* [Problems to solve]
1. Transcribe, word for word, the portion of the article comparing Canopy Growth and Scotts Miracle-Gro between "A grand total" and "and Scotts compare.", inclusive.
2. Go on with the article comparing Canopy Growth and Scotts Miracle-Gro, starting after its last sentence.

* [Text shown]
A grand total of two marijuana stocks trade on the New York Stock Exchange (NYSE). Canadian marijuana grower Canopy Growth Corporation (NYSE: CGC) is one. The stock was listed on the NYSE in May. The other is Scotts Miracle-Gro (NYSE: SMG), which has traded on the NYSE since 1992.
In a sense, Canopy Growth and Scotts Miracle-Gro are about as blue chip as you can get for marijuana stocks. But which of these stocks is the better buy for investors? Here’s how Canopy and Scotts compare.
The case for Canopy Growth
You might think that the best argument for buying Canopy Growth stock is that Canada will soon allow legalized recreational marijuana throughout the country. And that is certainly one reason to like Canopy’s prospects.
The company ranks as the largest marijuana grower in Canada and stands poised to hit the ground running when recreational marijuana officially becomes legal in October 2018. Canopy Growth already has significant production capacity and is adding even more. The company also has supply agreements with three Canadian provinces for recreational cannabis and will no doubt line up additional provinces and territories over the next few months.
But is Canopy’s opportunity in the Canadian marijuana market the best reason to buy the stock? Nope. The Canadian recreational cannabis market is expected to generate total revenue of at least CA$5 billion and perhaps significantly more. Canopy is likely to claim a nice chunk of that market. However, the strongest argument for buying the stock isn’t in Canada — it’s in Canopy’s opportunity in the rest of the world.
Currently, 22 countries outside of Canada have legalized medical marijuana. The potential size of this market is close to eight times larger than Canada’s total marijuana market. In addition, there are at least 14 other countries that could potentially legalize medical marijuana within the next few years.

* [Supplied records]
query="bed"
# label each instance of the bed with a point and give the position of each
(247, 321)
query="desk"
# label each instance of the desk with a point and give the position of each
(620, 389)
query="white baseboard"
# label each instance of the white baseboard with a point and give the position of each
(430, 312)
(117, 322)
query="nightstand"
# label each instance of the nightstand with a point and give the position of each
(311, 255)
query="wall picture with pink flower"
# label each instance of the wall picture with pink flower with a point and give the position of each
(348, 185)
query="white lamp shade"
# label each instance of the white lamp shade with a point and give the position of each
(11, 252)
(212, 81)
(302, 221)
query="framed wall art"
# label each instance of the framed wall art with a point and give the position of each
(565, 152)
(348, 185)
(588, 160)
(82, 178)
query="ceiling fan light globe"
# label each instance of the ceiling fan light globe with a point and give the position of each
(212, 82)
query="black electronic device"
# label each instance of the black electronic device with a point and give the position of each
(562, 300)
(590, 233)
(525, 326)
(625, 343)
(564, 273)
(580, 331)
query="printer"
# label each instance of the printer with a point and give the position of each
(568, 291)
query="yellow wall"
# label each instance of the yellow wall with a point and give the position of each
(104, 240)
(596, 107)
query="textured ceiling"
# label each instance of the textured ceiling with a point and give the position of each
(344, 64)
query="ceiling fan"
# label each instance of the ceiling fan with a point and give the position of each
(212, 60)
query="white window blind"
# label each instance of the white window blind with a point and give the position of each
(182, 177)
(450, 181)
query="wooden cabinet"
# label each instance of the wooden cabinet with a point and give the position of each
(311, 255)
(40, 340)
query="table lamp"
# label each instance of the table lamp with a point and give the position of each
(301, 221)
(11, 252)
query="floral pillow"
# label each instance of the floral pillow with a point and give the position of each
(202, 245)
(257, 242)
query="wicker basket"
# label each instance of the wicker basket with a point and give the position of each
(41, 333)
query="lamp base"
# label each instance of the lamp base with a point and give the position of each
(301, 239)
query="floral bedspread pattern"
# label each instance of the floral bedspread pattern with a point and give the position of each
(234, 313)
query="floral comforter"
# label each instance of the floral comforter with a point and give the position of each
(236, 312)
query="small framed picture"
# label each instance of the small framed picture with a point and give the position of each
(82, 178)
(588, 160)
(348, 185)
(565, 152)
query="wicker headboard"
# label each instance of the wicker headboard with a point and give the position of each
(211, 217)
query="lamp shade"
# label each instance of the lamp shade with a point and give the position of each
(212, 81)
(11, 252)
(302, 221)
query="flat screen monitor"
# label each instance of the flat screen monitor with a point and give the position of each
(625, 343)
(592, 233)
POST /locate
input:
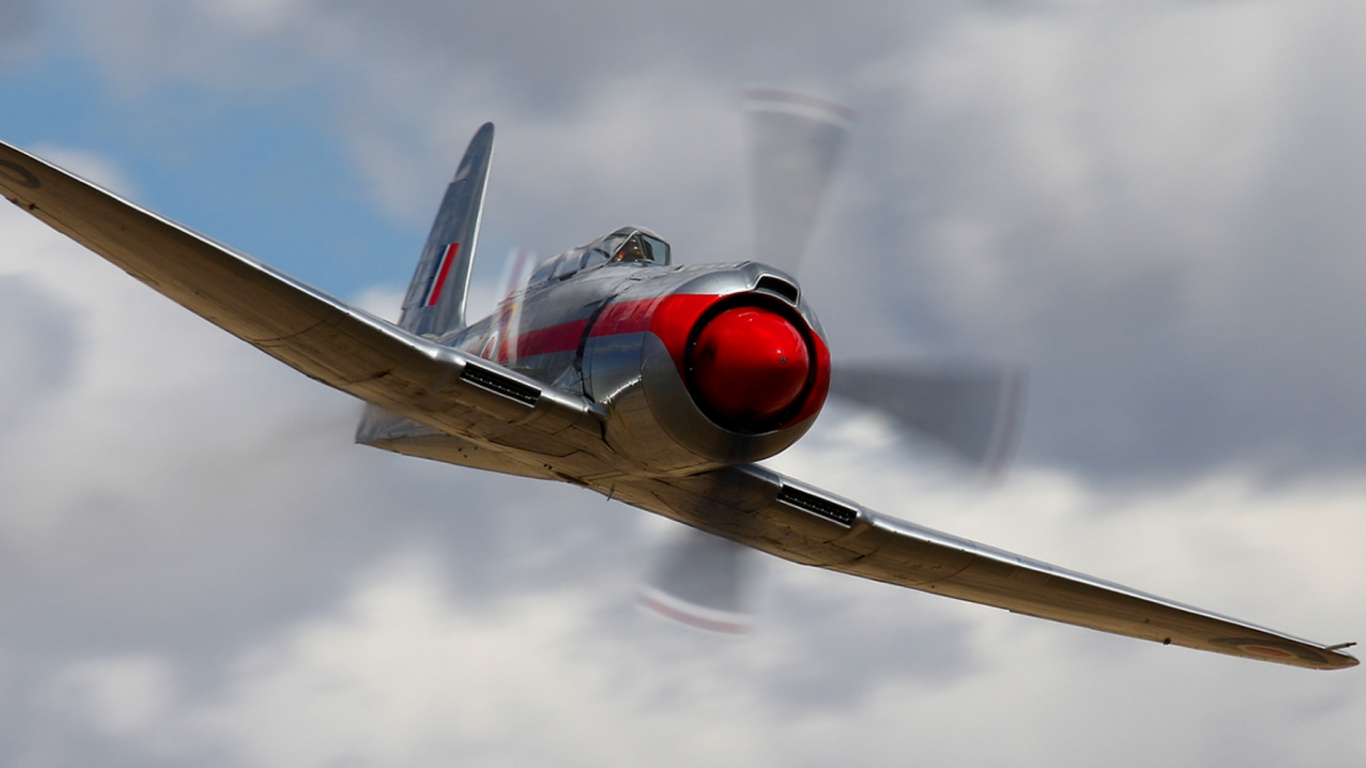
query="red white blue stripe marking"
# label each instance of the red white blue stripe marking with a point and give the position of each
(439, 278)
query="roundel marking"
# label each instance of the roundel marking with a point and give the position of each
(19, 175)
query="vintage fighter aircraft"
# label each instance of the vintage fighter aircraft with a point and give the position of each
(616, 369)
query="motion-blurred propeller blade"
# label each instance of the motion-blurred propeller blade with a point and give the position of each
(971, 412)
(704, 581)
(795, 146)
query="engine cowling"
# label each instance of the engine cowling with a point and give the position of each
(712, 372)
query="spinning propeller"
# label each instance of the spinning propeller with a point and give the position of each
(795, 146)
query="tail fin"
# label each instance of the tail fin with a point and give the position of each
(436, 297)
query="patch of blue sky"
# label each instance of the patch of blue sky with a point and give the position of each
(265, 174)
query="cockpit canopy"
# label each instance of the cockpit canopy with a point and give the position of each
(629, 245)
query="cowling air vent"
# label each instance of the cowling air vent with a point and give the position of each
(500, 384)
(818, 506)
(777, 286)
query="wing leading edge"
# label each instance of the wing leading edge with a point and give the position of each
(798, 522)
(308, 330)
(558, 435)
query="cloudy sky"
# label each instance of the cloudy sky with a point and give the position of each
(1156, 207)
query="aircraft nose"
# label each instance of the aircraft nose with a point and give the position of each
(750, 364)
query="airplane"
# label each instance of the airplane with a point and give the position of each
(616, 369)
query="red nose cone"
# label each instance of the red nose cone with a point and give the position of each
(750, 364)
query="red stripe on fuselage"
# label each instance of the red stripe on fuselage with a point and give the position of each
(447, 260)
(563, 338)
(668, 317)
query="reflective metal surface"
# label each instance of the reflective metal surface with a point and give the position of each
(560, 412)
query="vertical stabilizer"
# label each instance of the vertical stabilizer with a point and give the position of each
(435, 304)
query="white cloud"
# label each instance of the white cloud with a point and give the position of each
(197, 567)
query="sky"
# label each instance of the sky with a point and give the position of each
(1153, 207)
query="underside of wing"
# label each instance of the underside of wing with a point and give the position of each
(310, 331)
(794, 521)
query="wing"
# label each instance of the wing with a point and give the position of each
(305, 328)
(794, 521)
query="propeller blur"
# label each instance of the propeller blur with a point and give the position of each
(616, 369)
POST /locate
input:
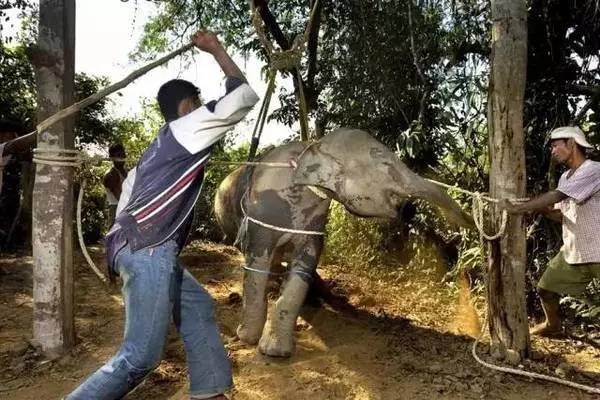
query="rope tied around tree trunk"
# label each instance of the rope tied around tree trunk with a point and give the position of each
(69, 158)
(286, 60)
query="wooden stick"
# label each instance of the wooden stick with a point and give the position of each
(66, 112)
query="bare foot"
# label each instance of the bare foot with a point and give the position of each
(546, 330)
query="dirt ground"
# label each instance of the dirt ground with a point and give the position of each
(409, 338)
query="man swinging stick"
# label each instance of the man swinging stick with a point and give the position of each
(153, 219)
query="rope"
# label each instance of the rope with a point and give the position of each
(262, 115)
(74, 159)
(534, 375)
(288, 60)
(477, 207)
(254, 163)
(80, 235)
(478, 219)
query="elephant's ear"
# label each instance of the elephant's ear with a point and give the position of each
(315, 167)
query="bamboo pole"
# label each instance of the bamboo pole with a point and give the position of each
(66, 112)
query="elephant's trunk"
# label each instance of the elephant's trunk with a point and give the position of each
(437, 195)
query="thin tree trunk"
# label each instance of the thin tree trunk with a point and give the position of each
(52, 230)
(507, 260)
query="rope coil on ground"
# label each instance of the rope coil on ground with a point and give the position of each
(533, 375)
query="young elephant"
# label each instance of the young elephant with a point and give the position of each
(347, 165)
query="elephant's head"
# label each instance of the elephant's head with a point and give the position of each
(367, 178)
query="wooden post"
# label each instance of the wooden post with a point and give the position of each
(52, 228)
(507, 259)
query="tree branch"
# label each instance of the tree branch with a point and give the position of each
(271, 23)
(313, 41)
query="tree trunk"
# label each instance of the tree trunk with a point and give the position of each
(52, 231)
(506, 274)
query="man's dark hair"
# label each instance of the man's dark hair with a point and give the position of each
(116, 149)
(170, 95)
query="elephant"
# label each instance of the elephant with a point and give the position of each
(278, 216)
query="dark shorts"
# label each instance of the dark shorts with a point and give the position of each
(568, 279)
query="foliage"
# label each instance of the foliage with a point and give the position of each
(205, 222)
(352, 240)
(17, 97)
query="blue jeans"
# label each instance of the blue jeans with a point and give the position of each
(156, 286)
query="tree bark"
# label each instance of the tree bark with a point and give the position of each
(52, 230)
(506, 273)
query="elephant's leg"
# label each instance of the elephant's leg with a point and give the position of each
(254, 308)
(278, 337)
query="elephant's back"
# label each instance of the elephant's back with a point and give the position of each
(227, 202)
(277, 178)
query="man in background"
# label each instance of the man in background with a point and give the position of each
(114, 178)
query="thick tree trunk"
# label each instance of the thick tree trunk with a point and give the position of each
(506, 274)
(53, 327)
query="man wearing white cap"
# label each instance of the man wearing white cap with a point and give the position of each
(576, 203)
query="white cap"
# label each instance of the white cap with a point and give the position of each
(567, 132)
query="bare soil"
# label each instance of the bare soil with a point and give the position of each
(403, 338)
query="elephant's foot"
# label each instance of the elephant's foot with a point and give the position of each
(276, 345)
(247, 334)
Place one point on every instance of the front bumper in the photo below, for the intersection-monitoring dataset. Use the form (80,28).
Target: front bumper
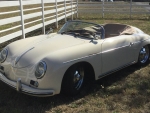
(25,88)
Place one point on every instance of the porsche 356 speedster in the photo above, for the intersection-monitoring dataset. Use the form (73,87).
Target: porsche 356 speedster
(46,65)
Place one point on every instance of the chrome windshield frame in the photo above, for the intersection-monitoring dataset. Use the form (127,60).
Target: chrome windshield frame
(101,27)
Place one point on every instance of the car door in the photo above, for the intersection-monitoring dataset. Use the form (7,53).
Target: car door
(117,52)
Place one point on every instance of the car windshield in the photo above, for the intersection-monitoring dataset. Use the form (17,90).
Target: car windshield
(83,29)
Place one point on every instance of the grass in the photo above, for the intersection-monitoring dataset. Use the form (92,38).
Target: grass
(126,91)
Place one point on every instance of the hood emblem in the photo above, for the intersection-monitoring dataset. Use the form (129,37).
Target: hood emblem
(19,57)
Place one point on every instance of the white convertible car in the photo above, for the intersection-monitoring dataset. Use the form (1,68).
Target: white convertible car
(46,65)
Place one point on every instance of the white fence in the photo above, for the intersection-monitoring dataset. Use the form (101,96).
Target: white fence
(122,7)
(48,11)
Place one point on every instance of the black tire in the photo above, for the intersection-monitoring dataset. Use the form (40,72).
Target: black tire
(73,80)
(144,55)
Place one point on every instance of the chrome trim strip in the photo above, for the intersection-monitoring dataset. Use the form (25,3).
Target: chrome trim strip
(115,70)
(23,90)
(94,54)
(115,48)
(81,58)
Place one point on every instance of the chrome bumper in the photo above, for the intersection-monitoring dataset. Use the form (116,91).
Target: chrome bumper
(25,88)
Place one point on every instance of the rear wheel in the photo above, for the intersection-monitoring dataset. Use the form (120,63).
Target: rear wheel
(73,80)
(144,55)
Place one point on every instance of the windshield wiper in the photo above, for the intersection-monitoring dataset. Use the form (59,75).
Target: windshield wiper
(66,32)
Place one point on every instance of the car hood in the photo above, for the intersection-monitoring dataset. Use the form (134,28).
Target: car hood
(32,53)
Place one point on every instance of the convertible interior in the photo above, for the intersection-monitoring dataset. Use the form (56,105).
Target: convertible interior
(112,30)
(118,29)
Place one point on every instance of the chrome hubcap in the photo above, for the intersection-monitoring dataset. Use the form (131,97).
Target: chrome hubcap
(144,54)
(78,78)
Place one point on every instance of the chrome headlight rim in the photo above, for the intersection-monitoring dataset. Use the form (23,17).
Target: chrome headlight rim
(37,69)
(6,51)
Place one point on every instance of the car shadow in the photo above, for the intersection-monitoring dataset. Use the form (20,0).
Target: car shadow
(11,100)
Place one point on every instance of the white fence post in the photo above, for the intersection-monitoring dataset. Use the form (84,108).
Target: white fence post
(71,11)
(65,10)
(130,8)
(22,19)
(77,9)
(56,14)
(43,20)
(103,9)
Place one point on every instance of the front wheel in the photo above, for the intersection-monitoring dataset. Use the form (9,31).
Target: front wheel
(144,55)
(73,80)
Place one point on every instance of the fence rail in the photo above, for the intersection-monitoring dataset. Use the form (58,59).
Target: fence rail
(114,7)
(51,11)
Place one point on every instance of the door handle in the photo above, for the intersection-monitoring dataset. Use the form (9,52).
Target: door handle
(131,44)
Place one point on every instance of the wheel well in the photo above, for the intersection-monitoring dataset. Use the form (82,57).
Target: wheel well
(89,71)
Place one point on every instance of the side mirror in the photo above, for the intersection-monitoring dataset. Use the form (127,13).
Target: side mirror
(97,36)
(50,31)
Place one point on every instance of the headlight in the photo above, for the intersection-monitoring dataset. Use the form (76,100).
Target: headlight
(3,55)
(40,69)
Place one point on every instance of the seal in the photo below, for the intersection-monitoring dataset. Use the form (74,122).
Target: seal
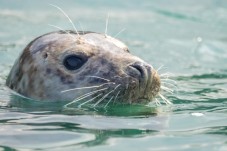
(82,66)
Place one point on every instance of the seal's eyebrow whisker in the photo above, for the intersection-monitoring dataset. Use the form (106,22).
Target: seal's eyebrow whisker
(164,99)
(122,30)
(167,89)
(84,96)
(96,86)
(99,78)
(157,102)
(81,27)
(62,30)
(107,22)
(66,17)
(89,100)
(116,96)
(112,96)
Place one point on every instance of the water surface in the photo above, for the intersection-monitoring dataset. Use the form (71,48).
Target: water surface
(188,37)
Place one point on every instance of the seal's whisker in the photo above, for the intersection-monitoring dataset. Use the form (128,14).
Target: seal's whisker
(166,74)
(122,30)
(108,102)
(116,96)
(99,78)
(157,102)
(100,100)
(167,89)
(164,99)
(169,84)
(84,96)
(88,100)
(96,86)
(107,22)
(160,68)
(81,27)
(66,17)
(62,30)
(112,96)
(170,80)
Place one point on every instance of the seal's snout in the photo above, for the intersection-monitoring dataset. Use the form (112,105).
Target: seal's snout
(137,70)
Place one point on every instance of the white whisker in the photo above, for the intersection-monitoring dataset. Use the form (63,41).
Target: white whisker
(96,86)
(100,100)
(108,102)
(62,30)
(81,27)
(84,96)
(99,78)
(169,80)
(89,100)
(107,22)
(170,84)
(116,96)
(164,99)
(157,102)
(167,89)
(66,17)
(160,68)
(166,74)
(119,32)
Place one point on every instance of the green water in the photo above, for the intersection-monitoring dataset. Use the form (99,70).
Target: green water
(188,37)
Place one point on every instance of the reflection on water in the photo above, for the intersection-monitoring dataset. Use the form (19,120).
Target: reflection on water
(187,37)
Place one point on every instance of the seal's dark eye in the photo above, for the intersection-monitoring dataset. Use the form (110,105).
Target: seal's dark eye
(73,62)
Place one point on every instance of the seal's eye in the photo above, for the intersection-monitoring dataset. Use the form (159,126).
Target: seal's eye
(73,62)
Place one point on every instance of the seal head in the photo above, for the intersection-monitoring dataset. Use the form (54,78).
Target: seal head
(65,65)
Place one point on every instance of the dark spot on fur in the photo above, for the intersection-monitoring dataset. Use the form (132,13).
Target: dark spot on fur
(45,55)
(48,71)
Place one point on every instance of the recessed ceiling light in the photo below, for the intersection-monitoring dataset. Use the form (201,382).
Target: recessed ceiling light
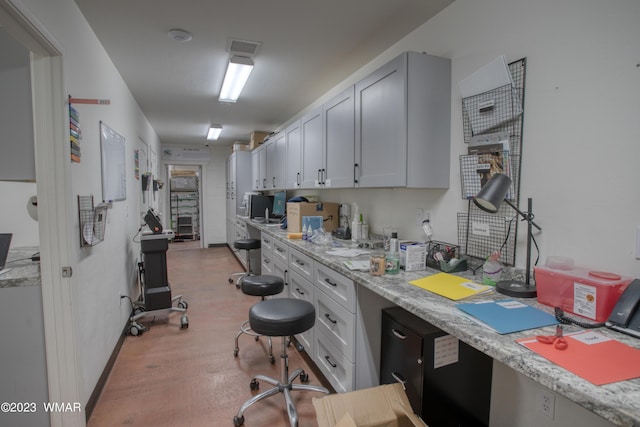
(180,35)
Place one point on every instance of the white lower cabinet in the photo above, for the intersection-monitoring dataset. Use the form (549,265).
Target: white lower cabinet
(335,366)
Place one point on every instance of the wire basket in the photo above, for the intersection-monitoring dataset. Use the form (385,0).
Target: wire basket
(93,221)
(447,250)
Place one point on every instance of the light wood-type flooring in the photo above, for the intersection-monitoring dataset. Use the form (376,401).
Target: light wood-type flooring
(189,377)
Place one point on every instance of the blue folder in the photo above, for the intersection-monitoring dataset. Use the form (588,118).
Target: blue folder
(507,316)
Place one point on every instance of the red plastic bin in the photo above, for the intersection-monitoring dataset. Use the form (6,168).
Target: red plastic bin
(582,291)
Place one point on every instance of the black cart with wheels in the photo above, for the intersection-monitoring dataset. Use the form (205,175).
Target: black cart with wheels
(156,292)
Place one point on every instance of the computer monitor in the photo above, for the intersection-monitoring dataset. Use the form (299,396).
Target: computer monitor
(279,204)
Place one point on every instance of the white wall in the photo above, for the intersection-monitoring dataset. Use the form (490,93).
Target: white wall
(104,272)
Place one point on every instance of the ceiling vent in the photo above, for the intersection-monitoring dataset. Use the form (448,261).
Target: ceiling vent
(243,47)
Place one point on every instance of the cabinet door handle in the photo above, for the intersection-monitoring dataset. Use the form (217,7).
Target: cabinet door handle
(330,319)
(333,365)
(396,376)
(335,285)
(399,334)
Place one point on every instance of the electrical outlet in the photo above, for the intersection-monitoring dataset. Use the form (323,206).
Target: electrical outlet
(546,402)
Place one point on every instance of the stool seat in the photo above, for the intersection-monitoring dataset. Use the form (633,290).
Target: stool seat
(282,317)
(246,244)
(262,285)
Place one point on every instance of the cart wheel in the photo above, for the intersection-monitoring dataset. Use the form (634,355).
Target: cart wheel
(135,331)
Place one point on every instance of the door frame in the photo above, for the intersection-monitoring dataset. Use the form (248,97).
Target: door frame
(55,205)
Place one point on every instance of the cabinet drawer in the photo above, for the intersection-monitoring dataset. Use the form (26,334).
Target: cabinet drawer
(340,288)
(266,241)
(301,263)
(333,364)
(337,323)
(281,250)
(401,360)
(267,262)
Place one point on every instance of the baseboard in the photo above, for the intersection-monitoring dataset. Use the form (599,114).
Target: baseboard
(95,395)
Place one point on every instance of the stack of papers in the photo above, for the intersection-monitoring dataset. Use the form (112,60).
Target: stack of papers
(508,316)
(450,286)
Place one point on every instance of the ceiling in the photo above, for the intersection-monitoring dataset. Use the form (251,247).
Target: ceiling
(308,47)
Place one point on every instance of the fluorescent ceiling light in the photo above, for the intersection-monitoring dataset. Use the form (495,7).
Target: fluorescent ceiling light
(236,77)
(214,132)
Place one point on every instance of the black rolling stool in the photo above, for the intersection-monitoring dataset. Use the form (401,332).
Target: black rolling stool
(261,286)
(281,317)
(246,245)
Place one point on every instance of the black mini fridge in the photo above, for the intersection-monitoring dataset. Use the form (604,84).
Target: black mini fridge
(448,382)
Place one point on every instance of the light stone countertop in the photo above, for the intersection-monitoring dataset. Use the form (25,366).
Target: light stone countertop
(22,271)
(618,403)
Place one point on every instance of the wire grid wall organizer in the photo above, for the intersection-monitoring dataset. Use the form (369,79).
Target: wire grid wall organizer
(499,111)
(93,221)
(481,234)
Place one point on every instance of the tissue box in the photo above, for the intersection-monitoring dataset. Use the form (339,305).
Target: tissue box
(327,210)
(315,222)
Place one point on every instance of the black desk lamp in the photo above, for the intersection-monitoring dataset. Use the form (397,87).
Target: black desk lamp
(489,199)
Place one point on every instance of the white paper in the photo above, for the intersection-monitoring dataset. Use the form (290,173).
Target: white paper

* [Answer list]
1.
A grand total of two marijuana stocks trade on the New York Stock Exchange (NYSE). Canadian marijuana grower Canopy Growth Corporation (NYSE: CGC) is one. The stock was listed on the NYSE in May. The other is Scotts Miracle-Gro (NYSE: SMG), which has traded on the NYSE since 1992.
In a sense, Canopy Growth and Scotts Miracle-Gro are about as blue chip as you can get for marijuana stocks. But which of these stocks is the better buy for investors? Here’s how Canopy and Scotts compare.

2.
Canopy Growth already has established international operations throughout the world. It has a subsidiary ready to capitalize on the fast-growing medical cannabis market in Germany as well as other European opportunities. Canopy is well positioned in South America with subsidiaries in Brazil and Chile. The company owns part of an Australian medical cannabis distributor. Most recently, Canopy acquired a company in Lesotho, a deal that should give it an advantage if South Africa legalizes medical marijuana.
The bottom line is that Canopy should be able to increase sales by leaps and bounds over the next several years as it meets demand both at home and across the world. Although the stock price already reflects tremendous anticipated growth, Canopy could still have plenty of room to run as global markets open up.
The case for Scotts Miracle-Gro
Scotts Miracle-Gro doesn’t grow marijuana — but its products help others do so. The company traces its roots all the way back to 1868. Scotts has been and continues to be one of the top providers of lawn and garden products.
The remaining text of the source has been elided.